Assignment A> List the costs that the hearing care reimbursement article says the hourly rate accounts for.
Assignment B> According to the hearing care reimbursement article, what share of the amount billed do some insurers pay?
Assignment C> Carry on the article on maximizing third-party reimbursements for hearing care from the point where it stops.

Extract provided>

Hearing Care: 3 Tips to Maximize Third-Party Reimbursements

Aug 4, 2016 | Coding & Billing, Finance

Is your audiology practice getting the most out of third-party-payer contracts for hearing aid services? Have you determined what it takes to make a profit? Does your team know how to properly itemize clinical services for maximum third-party payments? A few simple steps can mean the difference between optimizing reimbursements for patient services and leaving untold amounts of revenue on the table. With three timely tips from Deb Abel, Au.D., manager of coding and contracting for Audigy, make sure your business receives every single dollar it’s due under third-party agreements.

1. Understand Your Third-Party Contract

Have you slipped into the habit of renewing third-party-payer contracts without reviewing or revisiting the terms and fee schedules? If asked, could you recall the provisions of your third-party-payer agreement?

One of the most important parts of maximizing third-party-payer relationships is understanding what you’re agreeing to and making sure the terms work for your practice.

  • Is the fee schedule sustainable for your business? If not, reach out to the insurer to negotiate better rates. If they’re not negotiable or you can’t reach a meeting of the minds, consider moving on from that opportunity, or contact Audigy’s Deb Abel, Au.D., to renegotiate on your behalf.
  • Is your contract up for renewal but based on old reimbursement rates? A partnership with a given third-party payer may go back decades, but unfortunately, so might the rates. Before signing to re-up the agreement, make sure the fee schedule is staying in step with market rates rather than staying stuck in time.
  • Does the contract allow insurance waivers? Some patients may want to upgrade their hearing technology beyond the allowable insurance benefit, so confirm in advance whether they’re permitted to go beyond a particular benefit. If they are, be sure to have an applicable signed waiver on file.

2. Know Your Hourly Rate

Perhaps you don’t usually charge your services by an hourly rate, but it’s still crucial to know what that rate is. Here’s why:

  • The hourly rate accounts for provider time, salaries, benefits, and overhead, helping you determine how much revenue your practice needs in order to clear expenses and make a profit. Your Audigy Strategic Business Unit team can assist with this process.
  • Some insurers pay only 50 to 60 percent of the amount billed, but knowing what you can and can’t afford to sustain — according to your data — allows you to make decisions based on facts rather than fear.
  • Your hourly rate is an important component of itemization for third-party billing purposes. Ultimately, you’ll assign fees for each professional service procedure based on your rate and profit goal.

Dataset content>

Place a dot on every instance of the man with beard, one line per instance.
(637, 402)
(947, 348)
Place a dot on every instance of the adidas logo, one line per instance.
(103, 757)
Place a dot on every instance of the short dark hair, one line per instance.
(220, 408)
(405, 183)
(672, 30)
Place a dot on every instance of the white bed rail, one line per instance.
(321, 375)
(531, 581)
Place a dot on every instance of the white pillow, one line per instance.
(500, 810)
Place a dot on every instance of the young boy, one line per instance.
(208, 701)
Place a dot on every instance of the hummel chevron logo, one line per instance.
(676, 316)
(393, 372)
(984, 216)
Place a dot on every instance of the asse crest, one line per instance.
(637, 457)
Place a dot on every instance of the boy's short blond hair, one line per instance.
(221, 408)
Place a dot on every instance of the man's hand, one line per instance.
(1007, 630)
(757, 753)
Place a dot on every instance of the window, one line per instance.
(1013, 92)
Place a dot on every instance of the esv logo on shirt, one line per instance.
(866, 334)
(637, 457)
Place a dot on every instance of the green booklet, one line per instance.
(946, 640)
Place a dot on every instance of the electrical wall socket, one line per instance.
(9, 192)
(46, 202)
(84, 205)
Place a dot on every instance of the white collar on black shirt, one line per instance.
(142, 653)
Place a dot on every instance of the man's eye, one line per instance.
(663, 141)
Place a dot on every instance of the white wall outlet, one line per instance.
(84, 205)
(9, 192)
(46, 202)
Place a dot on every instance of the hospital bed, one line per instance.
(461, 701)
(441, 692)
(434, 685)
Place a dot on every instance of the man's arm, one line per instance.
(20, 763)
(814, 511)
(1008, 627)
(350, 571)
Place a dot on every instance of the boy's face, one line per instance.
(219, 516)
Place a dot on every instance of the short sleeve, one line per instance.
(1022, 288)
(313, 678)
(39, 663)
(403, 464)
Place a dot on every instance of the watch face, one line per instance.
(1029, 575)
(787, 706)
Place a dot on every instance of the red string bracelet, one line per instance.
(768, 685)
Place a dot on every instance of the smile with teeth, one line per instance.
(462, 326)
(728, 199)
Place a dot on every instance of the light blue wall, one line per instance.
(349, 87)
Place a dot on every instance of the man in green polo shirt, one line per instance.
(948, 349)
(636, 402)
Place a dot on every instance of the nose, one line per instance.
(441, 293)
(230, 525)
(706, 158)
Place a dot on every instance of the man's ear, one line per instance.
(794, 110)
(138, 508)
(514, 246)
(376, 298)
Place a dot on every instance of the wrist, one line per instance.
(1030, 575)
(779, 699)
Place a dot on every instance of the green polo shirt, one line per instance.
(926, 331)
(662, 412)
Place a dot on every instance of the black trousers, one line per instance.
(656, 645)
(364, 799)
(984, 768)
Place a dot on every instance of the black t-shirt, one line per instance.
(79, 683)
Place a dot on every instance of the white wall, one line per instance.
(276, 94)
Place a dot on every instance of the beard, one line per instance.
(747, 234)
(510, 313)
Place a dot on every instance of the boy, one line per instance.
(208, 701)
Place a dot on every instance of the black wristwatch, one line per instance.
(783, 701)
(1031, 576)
* * *
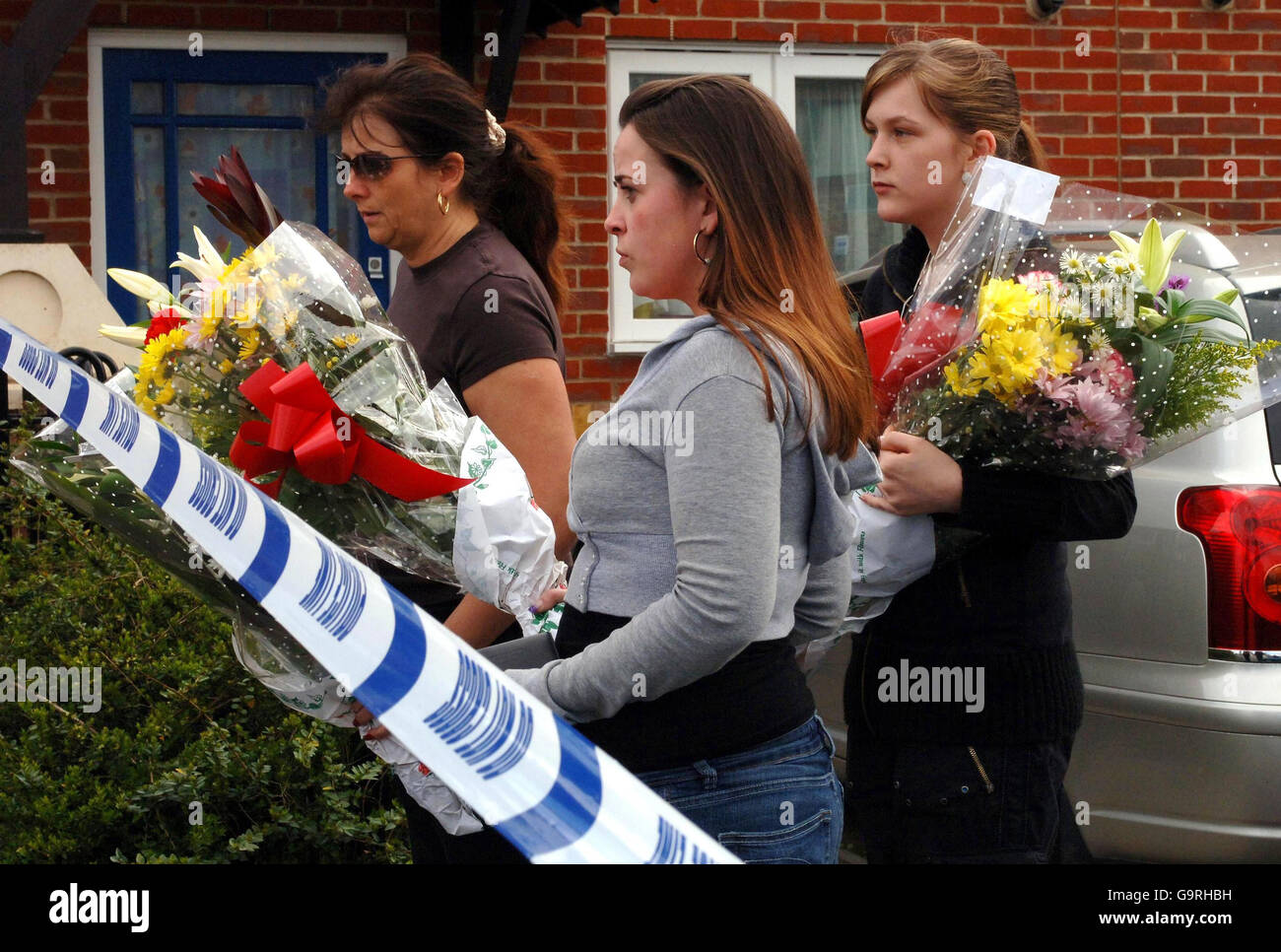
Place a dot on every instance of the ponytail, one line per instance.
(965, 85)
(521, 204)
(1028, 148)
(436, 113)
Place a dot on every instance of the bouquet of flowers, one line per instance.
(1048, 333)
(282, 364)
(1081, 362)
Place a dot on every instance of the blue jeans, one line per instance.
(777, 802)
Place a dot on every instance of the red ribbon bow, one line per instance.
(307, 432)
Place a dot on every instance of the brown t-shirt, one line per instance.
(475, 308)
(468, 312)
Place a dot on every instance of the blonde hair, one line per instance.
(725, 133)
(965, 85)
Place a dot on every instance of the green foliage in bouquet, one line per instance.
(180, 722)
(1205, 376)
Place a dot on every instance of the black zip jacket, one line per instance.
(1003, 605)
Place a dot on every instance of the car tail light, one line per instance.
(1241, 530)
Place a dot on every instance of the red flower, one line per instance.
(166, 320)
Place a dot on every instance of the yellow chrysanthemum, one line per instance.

Reply A> Provider time, salaries, benefits, and overhead.

Reply B> Some insurers pay only 50 to 60 percent of the amount billed.

Reply C>
Calculating your hourly rate is a cinch. Here’s the formula, with sample numbers for illustration:

    • Determine the hours per week of direct patient care: 30
    • Determine the number of weeks per year that services are provided: 49
    • List the number of providers in the practice: 2
    • Multiply the hours, weeks, and number of providers: (49 x 2 = 98) x 30 = 2,940
    • Divide annual expenses (salary, benefits, and overhead such as rent, equipment, utilities, and marketing) by the above total to reach the hourly rate: annual expenses ÷ 2940 = hourly rate
    • Note that the hourly rate does not include cost of goods — for example, hearing aids, earmolds, batteries, assistive listening devices, and hearing aid accessories

Determine your practice’s break-even hourly rate and the profit margin. The following formulas include the multiplication total from the calculation above as an example:

  • Break-even point: total annual expenses – COG ÷ annual contact hours
    $XXX.xx – COG ÷ 2940 = YYY.yy
  • Profit margin: total annual expenses – COG + desired profit ÷ annual contact hours
    $XXX.xx – COG + DP ÷ 2940 = YYY.yy

Next steps:

  • Assign fees for each professional service procedure based on your hourly rate and profit goal.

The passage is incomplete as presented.